● TASK GOAL: Every entry below should be printed again exactly as it reads.

Dataset records

_ _ _

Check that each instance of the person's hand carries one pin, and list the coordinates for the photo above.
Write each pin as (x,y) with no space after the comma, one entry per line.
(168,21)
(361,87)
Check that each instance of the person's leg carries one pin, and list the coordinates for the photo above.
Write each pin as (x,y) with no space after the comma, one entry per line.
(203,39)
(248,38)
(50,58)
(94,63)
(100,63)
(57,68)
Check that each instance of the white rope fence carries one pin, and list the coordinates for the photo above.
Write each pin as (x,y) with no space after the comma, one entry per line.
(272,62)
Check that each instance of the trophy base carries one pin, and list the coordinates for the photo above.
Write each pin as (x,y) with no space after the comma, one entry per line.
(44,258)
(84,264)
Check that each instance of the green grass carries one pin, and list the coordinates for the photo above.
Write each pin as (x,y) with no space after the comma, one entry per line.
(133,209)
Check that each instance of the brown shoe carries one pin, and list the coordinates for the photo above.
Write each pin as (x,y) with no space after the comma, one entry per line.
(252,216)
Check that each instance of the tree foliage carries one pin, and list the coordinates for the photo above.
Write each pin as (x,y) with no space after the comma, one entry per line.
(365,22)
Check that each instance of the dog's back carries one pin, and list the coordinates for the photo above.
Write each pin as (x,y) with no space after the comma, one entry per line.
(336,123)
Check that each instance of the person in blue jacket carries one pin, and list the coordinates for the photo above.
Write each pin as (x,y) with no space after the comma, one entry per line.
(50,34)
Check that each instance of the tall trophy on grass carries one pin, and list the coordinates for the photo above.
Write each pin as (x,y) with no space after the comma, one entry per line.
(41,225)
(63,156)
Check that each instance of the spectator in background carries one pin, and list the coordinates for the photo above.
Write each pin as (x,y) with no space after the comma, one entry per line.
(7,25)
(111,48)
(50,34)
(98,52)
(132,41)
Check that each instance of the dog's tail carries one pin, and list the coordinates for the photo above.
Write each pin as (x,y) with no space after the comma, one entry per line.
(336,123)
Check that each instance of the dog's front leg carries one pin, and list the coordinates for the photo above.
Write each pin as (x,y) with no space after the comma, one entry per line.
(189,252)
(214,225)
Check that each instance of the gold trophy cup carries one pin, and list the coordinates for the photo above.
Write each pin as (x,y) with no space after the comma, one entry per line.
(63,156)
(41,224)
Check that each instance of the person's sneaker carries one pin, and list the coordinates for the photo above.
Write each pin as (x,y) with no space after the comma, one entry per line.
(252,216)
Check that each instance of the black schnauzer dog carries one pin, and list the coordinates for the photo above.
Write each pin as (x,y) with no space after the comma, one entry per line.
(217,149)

_ _ _

● OUTPUT FOR THIS EXERCISE:
Check that each instance of the person's hand carries one pin, and list the coordinates for the photo above.
Write each pin as (x,y) with no space after the comma, one entry per line.
(168,21)
(361,87)
Check that each instance of the person's leg carries one pin, and list the coordinates for the photo above.
Write each pin as (x,y) with no space after the comma, one entry per line.
(203,39)
(248,38)
(50,58)
(94,63)
(100,63)
(57,68)
Check that each instance of the white rope fence carries one pin, and list the coordinates for the photo above.
Write each pin as (x,y) with no space after the comma, one entry per line.
(272,62)
Check that each instance of the trophy base carries one pin, and list the coordinates for the photo above.
Write each pin as (x,y) with no space after the comma, one entry per line.
(44,258)
(84,264)
Check that each instance of the green grass carries one pin, and list the coordinates for the photo above.
Write each pin as (x,y) with no space after the comma, one entry per line.
(133,209)
Check that each instance of the brown shoe carries one pin, and list the coordinates for the photo above.
Write each pin as (x,y) with no space after the comma, one entry per line.
(252,216)
Check that each instance of the tree foliage carries one pin, and list the coordinates for the photo above.
Write each pin as (x,y) with no space after the comma, one entry per line.
(365,22)
Check that each instance of the dog's back carries one pin, and list the coordinates for the photo above.
Write each pin as (x,y) with no space after the comma, one entry per line.
(336,123)
Check that each instance of the person in blue jacket carries one pin, and list the coordinates for the photo above.
Write each pin as (x,y) with no space after the comma, one entry per line.
(50,34)
Check that each instance of the tall trophy on grass carries one pin, and list the coordinates for the photo above.
Write each pin as (x,y) with no space after the comma, one entry per line.
(41,225)
(63,156)
Check that each instance of the spectator in background carries one pin, and list the coordinates for the photo above.
Write each pin as (x,y) with no space after the comma, one entry per line.
(7,25)
(111,48)
(50,34)
(98,52)
(132,41)
Check that each instance of the dog's tail carries one pin, and list the coordinates for the photo above.
Write each pin as (x,y) with no space after the comma, one entry per line.
(336,123)
Check that each instance of the dog's front leg carries one pin, and list the coordinates for the photo above.
Write each pin as (x,y) with no space after the comma, one entry per line.
(189,252)
(214,225)
Check that each instance of the gold trophy cup carries one pin, and list the coordinates for the photo above.
Write each pin as (x,y) with no space after the comma, one entry per line.
(63,156)
(41,224)
Check that each instance of the person's sneaker carries one pin, and list the coordinates for the photo above.
Write each pin as (x,y) with no space after the comma, one entry per line.
(252,216)
Check that each instance of the black schnauzer dog carries one pin, and list the coordinates for the photo above.
Write each pin as (x,y) with no space after the comma, one entry per line.
(217,149)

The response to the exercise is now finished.